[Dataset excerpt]
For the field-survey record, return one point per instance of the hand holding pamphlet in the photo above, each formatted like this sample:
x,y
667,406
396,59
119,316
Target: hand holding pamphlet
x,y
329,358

**Work required:** Can you retype the entries above word for word, keeping every line and number unchanged?

**Solution to this problem:**
For the field-survey record, return one point per instance of the hand holding pamphlet in the photo above, each formatted like this sample:
x,y
667,406
396,59
119,316
Target: hand holding pamphlet
x,y
329,358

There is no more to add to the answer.